It is not the standard day of a college student or any person to sit on two raised chairs under bright lights, a camera filming behind you, and ask someone who they murdered that led to them serving over twenty years in prison.
My sophomore year of college I took an Interview Techniques for Today’s Media Class and the basis of our course project was to interview an alumni. To the discovery of my group and me, our professor revealed our college was offering courses and, thus, the opportunity to earn a college degree through our school to inmates while they served in prison.
The person assigned to my group was a man named Todd Young. He had served a significant period of his life incarcerated in Sing Sing Correctional Facility for second-degree murder. The 25 minute interview could be seen as my first sit down interview, but at the time, it was my first experience interviewing someone in such a formal manner. This was not creating a story from tweets or creating a background guide and list of questions we would ask someone if we interviewed them. This was a true interview…
…and I loved it.
The interview was only supposed to be 20 minutes, but my professor had to give me a warning I was running out of time, then cut in to bring the interview to an end.

============

Set of tasks:
(A) In the essay about the prison interview, where was Todd Young incarcerated?
(B) Transcribe the essay about the prison interview from "It is not the" up to and including "years in prison.".

Data records:

============

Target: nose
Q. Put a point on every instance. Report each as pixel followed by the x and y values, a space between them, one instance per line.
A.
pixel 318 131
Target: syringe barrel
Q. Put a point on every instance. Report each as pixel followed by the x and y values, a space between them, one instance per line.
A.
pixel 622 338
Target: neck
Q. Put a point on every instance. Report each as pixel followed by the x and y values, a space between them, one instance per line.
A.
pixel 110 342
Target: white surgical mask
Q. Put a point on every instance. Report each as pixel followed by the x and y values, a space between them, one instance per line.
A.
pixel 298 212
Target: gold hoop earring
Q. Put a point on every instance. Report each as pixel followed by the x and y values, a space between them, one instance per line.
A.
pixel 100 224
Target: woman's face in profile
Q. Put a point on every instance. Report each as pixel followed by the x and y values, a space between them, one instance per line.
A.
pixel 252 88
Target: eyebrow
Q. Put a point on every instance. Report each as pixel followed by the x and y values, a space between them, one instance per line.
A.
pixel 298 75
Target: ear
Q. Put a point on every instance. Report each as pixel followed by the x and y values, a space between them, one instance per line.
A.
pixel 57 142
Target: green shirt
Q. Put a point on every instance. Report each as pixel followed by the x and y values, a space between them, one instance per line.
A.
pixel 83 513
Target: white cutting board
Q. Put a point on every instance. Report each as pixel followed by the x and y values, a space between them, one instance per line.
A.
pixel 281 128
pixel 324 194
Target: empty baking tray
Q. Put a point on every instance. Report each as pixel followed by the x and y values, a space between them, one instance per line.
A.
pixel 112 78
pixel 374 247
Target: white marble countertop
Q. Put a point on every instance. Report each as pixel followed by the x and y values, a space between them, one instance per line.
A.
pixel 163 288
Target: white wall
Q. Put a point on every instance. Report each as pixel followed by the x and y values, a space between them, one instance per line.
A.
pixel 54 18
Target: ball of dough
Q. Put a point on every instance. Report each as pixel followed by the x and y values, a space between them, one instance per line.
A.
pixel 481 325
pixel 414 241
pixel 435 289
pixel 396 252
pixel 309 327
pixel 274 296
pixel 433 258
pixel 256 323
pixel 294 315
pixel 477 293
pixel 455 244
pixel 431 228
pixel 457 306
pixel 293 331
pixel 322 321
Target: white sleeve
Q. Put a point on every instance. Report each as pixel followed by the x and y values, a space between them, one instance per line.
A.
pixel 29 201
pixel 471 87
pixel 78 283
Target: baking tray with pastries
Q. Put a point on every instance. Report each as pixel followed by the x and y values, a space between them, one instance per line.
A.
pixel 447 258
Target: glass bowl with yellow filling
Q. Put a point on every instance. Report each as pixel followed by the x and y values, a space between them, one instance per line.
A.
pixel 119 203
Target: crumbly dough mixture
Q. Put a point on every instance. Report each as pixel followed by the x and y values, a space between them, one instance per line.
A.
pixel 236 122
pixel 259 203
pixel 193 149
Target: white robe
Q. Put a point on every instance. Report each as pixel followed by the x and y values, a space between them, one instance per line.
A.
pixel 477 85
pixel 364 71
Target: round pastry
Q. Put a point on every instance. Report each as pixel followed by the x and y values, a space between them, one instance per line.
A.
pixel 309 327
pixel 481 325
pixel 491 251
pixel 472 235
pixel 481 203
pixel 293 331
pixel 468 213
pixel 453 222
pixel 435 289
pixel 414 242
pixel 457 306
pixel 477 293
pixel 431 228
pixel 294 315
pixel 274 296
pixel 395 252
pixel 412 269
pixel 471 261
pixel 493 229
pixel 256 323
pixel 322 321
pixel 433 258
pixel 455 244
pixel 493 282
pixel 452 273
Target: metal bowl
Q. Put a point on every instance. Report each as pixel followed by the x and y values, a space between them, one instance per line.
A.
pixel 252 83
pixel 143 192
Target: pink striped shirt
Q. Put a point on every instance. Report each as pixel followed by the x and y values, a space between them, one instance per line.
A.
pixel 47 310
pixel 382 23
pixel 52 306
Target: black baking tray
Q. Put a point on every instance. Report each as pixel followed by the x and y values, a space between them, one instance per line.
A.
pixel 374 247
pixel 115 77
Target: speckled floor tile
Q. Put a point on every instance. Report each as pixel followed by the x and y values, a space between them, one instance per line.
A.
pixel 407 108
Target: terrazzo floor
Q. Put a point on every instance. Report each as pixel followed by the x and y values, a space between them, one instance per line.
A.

============

Answers by task:
(A) Sing Sing Correctional Facility

(B)
It is not the standard day of a college student or any person to sit on two raised chairs under bright lights, a camera filming behind you, and ask someone who they murdered that led to them serving over twenty years in prison.